-- begin Source excerpt --

The Comics Chronicles comic and trade paperback
charts for September 2007 are here: http://www.comichron.com/monthlycomicssales/2007/2007-09.html
Five-year
historical comparisons
The comics market got boosts from some
big events in September 2003. In DC’s Batman, where Jim Lee was
concluding a blockbuster storyline; at Marvel, where Neil Gaiman’s second issue
of 1602 was out; and between the two publishers, where at long last saw
the first issue of JLA/Avengers, after nearly 20 years in the discussion
phase.
Sept. 2008 final orders versus Sept. 2003 preorders
(est.)
Top 300 units: +4% (6.77 million copies vs. 6.59
million copies)
Top 300 dollars: +15% ($21.96 million vs. $19.06
million)
Top 50 trade paperbacks: unchanged ($2.9 million vs.
$2.89 million)
Top 300 comics plus top 50 trades: +11% ($24.86
million vs. $22.49 million)
Overall Diamond orders for comics, trades,
and magazines: +25% ($35.11 million vs. $28.1 million)
Average
cost of comics in the Top 300: +9% ($3.34 million vs. $3.06)
Average
cost of comics in the Top 300, weighted by orders: +11% ($3.24 vs.
$2.93)
(Diamond only published reports for its Top 50 trades in 2003 —
so to compare apples to apples, the 2008 numbers have been pared back to the
Top 50 to show a clear comparison.)

-- end Source excerpt --
-- begin Data rows --

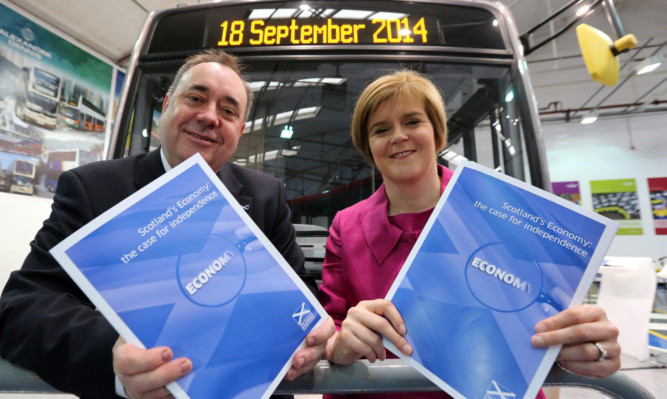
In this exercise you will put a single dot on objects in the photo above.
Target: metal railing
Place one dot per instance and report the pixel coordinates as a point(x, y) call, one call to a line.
point(392, 375)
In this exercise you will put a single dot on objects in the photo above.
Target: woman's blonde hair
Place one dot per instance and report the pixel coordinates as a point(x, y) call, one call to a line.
point(409, 86)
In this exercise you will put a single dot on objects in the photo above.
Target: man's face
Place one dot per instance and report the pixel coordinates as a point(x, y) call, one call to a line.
point(204, 114)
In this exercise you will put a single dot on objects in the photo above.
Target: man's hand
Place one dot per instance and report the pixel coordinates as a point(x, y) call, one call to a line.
point(578, 329)
point(144, 373)
point(306, 358)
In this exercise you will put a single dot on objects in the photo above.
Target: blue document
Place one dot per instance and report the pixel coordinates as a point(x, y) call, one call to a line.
point(496, 257)
point(181, 264)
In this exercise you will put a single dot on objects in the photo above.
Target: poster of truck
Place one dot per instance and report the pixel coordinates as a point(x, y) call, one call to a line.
point(54, 104)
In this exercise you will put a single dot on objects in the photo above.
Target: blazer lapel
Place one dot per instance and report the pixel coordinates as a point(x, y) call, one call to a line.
point(381, 236)
point(228, 178)
point(149, 168)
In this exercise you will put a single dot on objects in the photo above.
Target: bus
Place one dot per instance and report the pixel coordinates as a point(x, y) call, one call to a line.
point(84, 116)
point(23, 177)
point(61, 160)
point(307, 62)
point(40, 105)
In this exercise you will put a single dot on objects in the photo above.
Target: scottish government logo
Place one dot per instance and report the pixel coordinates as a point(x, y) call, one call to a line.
point(303, 316)
point(497, 391)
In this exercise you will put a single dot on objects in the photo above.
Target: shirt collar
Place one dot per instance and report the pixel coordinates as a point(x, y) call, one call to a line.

-- end Data rows --

*Exercise tasks*
a. Please copy out the records word for word, starting at their first line and ending after the line that contains "point(40, 105)", leaving out the pictures.
b. Carry the comics sales text forward from the point where it stops.
The comics sales text and the records have nothing to do with each other.

*Final results*
a.
In this exercise you will put a single dot on objects in the photo above.
Target: metal railing
Place one dot per instance and report the pixel coordinates as a point(x, y) call, one call to a line.
point(392, 375)
In this exercise you will put a single dot on objects in the photo above.
Target: woman's blonde hair
Place one dot per instance and report the pixel coordinates as a point(x, y) call, one call to a line.
point(409, 86)
In this exercise you will put a single dot on objects in the photo above.
Target: man's face
Place one dot per instance and report the pixel coordinates as a point(x, y) call, one call to a line.
point(204, 114)
In this exercise you will put a single dot on objects in the photo above.
Target: man's hand
Place one dot per instance and report the pixel coordinates as a point(x, y) call, one call to a line.
point(578, 329)
point(144, 373)
point(306, 358)
In this exercise you will put a single dot on objects in the photo above.
Target: blue document
Place one dot per instance and report the pixel coordinates as a point(x, y) call, one call to a line.
point(496, 257)
point(181, 264)
In this exercise you will put a single dot on objects in the photo above.
Target: poster of truck
Place one dot per instance and report the pixel coordinates as a point(x, y) call, one call to a line.
point(54, 104)
In this exercise you will put a single dot on objects in the photo above.
Target: blazer lapel
Place one dot per instance and report the pixel coordinates as a point(x, y) call, one call to a line.
point(381, 236)
point(228, 178)
point(149, 168)
In this exercise you will put a single dot on objects in the photo above.
Target: bus
Place one dot per instance and report the pixel coordinates as a point(x, y) call, one call to a line.
point(84, 116)
point(23, 177)
point(61, 160)
point(307, 62)
point(40, 105)

b.
In a normal month, you might be
safe in betting that the Avengers/JLA crossover would top the list —given the
long anticipation. Not this month, when top honors went to the last issue of
Jim Lee’s “Hush” story in Batman #619 and its orders of 235,127 copies
in this, its first month. (And it was just getting started, with reorders
driving it past 300,000 copies over the next few months.) It was a phenomenon
that sent many Diamond-chart watchers back to check their math: Since Batman is
the title the distributor measures all other comics against in its charts,
having the title’s sales drop almost in half in October’s first post-Lee issue
seemed like numeric whiplash, with “order index numbers” changing wildly. But those
post-Lee sales were, themselves, double what the first pre-Lee issue had posted
— so the attention clearly benefited the title afterward as well.
Nine
items were above the 100,000-copy mark, with 112 items over 20,000 copies and
216 items over 5,000 copies
On the graphic novel side, the Sandman
Endless Nights hardcover posted monumental results: nearly 26,400 copies
ordered in its first month. At $24.95, the two-thirds of a million dollars the
title brought in provided a great boost to the trade market overall — enough
that sales for the Top 50 in that September almost exactly equaled what they
did for September of this year.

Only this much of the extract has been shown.